[Task] Type out every line of the data again, exactly.

[Natural-language object grounding data]

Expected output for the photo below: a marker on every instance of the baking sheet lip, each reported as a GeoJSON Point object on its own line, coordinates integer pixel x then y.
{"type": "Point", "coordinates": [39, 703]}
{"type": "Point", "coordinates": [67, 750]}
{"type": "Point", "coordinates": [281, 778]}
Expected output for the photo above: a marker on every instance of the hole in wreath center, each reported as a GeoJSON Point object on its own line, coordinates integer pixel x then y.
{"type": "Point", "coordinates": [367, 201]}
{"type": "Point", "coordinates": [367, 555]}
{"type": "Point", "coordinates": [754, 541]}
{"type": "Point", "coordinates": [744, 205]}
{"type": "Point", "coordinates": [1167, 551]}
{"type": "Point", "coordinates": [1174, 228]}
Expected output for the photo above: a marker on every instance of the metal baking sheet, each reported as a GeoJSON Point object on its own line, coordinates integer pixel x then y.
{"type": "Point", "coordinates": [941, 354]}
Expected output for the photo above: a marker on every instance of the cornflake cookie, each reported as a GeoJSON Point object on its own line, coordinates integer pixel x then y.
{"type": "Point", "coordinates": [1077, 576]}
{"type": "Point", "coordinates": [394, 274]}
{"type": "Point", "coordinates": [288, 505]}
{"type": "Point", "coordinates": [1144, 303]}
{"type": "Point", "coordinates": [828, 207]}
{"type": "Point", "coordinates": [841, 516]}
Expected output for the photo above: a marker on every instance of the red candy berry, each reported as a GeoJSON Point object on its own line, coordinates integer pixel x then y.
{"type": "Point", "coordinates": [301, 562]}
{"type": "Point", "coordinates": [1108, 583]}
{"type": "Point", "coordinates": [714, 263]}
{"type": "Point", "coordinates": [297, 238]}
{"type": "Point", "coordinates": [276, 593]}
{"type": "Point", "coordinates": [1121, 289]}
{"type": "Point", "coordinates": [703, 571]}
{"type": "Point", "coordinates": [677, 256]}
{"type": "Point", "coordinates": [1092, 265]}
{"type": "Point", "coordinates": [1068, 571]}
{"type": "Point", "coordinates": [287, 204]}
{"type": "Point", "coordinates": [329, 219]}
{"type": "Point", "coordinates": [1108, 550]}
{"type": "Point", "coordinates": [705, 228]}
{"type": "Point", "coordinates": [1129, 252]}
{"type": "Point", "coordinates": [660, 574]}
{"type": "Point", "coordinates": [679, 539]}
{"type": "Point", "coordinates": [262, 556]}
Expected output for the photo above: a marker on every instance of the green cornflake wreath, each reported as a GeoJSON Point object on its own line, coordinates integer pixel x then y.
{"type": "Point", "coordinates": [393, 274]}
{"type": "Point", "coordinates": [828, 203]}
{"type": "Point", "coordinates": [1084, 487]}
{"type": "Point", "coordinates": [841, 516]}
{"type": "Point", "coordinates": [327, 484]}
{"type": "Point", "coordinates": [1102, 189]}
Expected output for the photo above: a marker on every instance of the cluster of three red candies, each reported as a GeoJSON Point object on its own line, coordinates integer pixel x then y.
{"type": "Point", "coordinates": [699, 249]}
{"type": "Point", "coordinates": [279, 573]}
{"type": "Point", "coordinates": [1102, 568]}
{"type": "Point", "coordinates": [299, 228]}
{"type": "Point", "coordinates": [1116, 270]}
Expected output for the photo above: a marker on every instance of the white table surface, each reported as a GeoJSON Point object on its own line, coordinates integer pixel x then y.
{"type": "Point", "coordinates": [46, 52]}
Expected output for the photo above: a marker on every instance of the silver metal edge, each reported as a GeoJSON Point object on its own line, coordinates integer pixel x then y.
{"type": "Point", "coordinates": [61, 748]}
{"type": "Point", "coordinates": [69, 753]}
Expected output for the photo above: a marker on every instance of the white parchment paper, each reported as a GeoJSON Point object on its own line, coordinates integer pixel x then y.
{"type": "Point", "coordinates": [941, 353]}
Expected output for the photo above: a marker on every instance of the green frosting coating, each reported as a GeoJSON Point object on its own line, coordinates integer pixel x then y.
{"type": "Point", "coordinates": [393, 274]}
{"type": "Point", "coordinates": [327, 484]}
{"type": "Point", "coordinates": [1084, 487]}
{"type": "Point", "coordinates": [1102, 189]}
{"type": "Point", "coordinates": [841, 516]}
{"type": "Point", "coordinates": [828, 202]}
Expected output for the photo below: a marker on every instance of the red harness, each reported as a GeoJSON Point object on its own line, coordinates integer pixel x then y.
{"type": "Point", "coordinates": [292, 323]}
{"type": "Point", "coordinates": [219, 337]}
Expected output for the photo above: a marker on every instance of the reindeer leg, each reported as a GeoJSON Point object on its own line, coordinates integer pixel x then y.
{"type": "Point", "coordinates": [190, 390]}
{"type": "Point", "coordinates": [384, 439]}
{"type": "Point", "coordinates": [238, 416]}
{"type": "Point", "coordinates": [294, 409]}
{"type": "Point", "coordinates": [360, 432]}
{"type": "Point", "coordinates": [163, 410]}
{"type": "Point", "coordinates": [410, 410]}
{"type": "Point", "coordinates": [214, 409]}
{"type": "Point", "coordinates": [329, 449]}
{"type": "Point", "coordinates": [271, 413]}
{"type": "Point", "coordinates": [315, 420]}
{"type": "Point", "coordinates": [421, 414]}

[Problem solution]
Expected output for the photo below: a marker on every instance of the baking sheet lip, each reported as a GeoJSON Point object on its own line, coordinates integer pixel x then y.
{"type": "Point", "coordinates": [39, 703]}
{"type": "Point", "coordinates": [67, 750]}
{"type": "Point", "coordinates": [281, 778]}
Expected output for the photo above: a marker on every instance of the hole in wreath center, each reported as a GeoJSON Point object on its own line, coordinates integer pixel x then y.
{"type": "Point", "coordinates": [367, 201]}
{"type": "Point", "coordinates": [367, 555]}
{"type": "Point", "coordinates": [754, 541]}
{"type": "Point", "coordinates": [744, 205]}
{"type": "Point", "coordinates": [1167, 551]}
{"type": "Point", "coordinates": [1174, 228]}
Expected output for the photo above: a marker on every instance of the metal baking sheet, each reported as a GeoJSON Point object on its own line, coordinates integer pixel x then y.
{"type": "Point", "coordinates": [941, 354]}
Expected output for the photo above: a marker on every instance of the cornflake cookie, each reported as a GeoJSON Point object on its own line, coordinates integer pixel x then y.
{"type": "Point", "coordinates": [1077, 576]}
{"type": "Point", "coordinates": [394, 274]}
{"type": "Point", "coordinates": [288, 505]}
{"type": "Point", "coordinates": [1144, 303]}
{"type": "Point", "coordinates": [828, 207]}
{"type": "Point", "coordinates": [841, 516]}
Expected output for the photo above: a marker on every instance of the red candy berry, each reported as a GeoJSON Point object on its own line, coordinates integer pixel x then y.
{"type": "Point", "coordinates": [301, 562]}
{"type": "Point", "coordinates": [1108, 583]}
{"type": "Point", "coordinates": [714, 263]}
{"type": "Point", "coordinates": [297, 238]}
{"type": "Point", "coordinates": [276, 593]}
{"type": "Point", "coordinates": [1121, 289]}
{"type": "Point", "coordinates": [703, 571]}
{"type": "Point", "coordinates": [677, 256]}
{"type": "Point", "coordinates": [1092, 265]}
{"type": "Point", "coordinates": [1068, 571]}
{"type": "Point", "coordinates": [287, 204]}
{"type": "Point", "coordinates": [329, 219]}
{"type": "Point", "coordinates": [1108, 550]}
{"type": "Point", "coordinates": [705, 228]}
{"type": "Point", "coordinates": [1129, 252]}
{"type": "Point", "coordinates": [660, 574]}
{"type": "Point", "coordinates": [679, 539]}
{"type": "Point", "coordinates": [262, 556]}
Expected output for the photo above: a marker on every instance of the green cornflake wreath, each reported as a GeoJSON Point object on its own line, coordinates integer pixel x then y.
{"type": "Point", "coordinates": [393, 274]}
{"type": "Point", "coordinates": [828, 203]}
{"type": "Point", "coordinates": [1084, 487]}
{"type": "Point", "coordinates": [841, 516]}
{"type": "Point", "coordinates": [327, 484]}
{"type": "Point", "coordinates": [1102, 189]}
Expected output for the photo above: a marker on every instance of the cluster of three red candies, each reported as a GeoJSON Point object on its own line, coordinates integer pixel x then y.
{"type": "Point", "coordinates": [699, 249]}
{"type": "Point", "coordinates": [279, 573]}
{"type": "Point", "coordinates": [1102, 568]}
{"type": "Point", "coordinates": [299, 228]}
{"type": "Point", "coordinates": [1116, 270]}
Expected output for the photo above: a marker on every instance of the white table surface, each reported as a GeoJSON Point object on its own line, coordinates integer pixel x then y.
{"type": "Point", "coordinates": [46, 52]}
Expected output for the photo above: a marker on every instance of the silver metal edge, each reported as a GeoJSON Point object on its own line, coordinates integer pixel x then y.
{"type": "Point", "coordinates": [61, 748]}
{"type": "Point", "coordinates": [69, 753]}
Expected output for the photo above: a marker on every instance of the white parchment paper, each reported as a GeoJSON Point object on its own line, coordinates integer pixel x then y.
{"type": "Point", "coordinates": [941, 353]}
Expected output for the photo above: a marker on every instance of the green frosting coating, each reported as a GeoJSON Point object on its own line, coordinates integer pixel x then y.
{"type": "Point", "coordinates": [393, 274]}
{"type": "Point", "coordinates": [327, 484]}
{"type": "Point", "coordinates": [1084, 487]}
{"type": "Point", "coordinates": [1102, 189]}
{"type": "Point", "coordinates": [841, 516]}
{"type": "Point", "coordinates": [828, 202]}
Expected output for the photo below: a marker on every instance of the red harness, each reported as a GeoJSON Point object on its own line, coordinates integer pixel x then y.
{"type": "Point", "coordinates": [292, 323]}
{"type": "Point", "coordinates": [219, 337]}
Expected output for the photo above: a marker on every instance of the reindeer leg, each reported as a GeoJSON Point object on its own line, coordinates integer pixel x then y.
{"type": "Point", "coordinates": [190, 390]}
{"type": "Point", "coordinates": [384, 439]}
{"type": "Point", "coordinates": [238, 416]}
{"type": "Point", "coordinates": [294, 409]}
{"type": "Point", "coordinates": [360, 432]}
{"type": "Point", "coordinates": [163, 410]}
{"type": "Point", "coordinates": [410, 410]}
{"type": "Point", "coordinates": [214, 409]}
{"type": "Point", "coordinates": [329, 449]}
{"type": "Point", "coordinates": [271, 413]}
{"type": "Point", "coordinates": [315, 420]}
{"type": "Point", "coordinates": [421, 414]}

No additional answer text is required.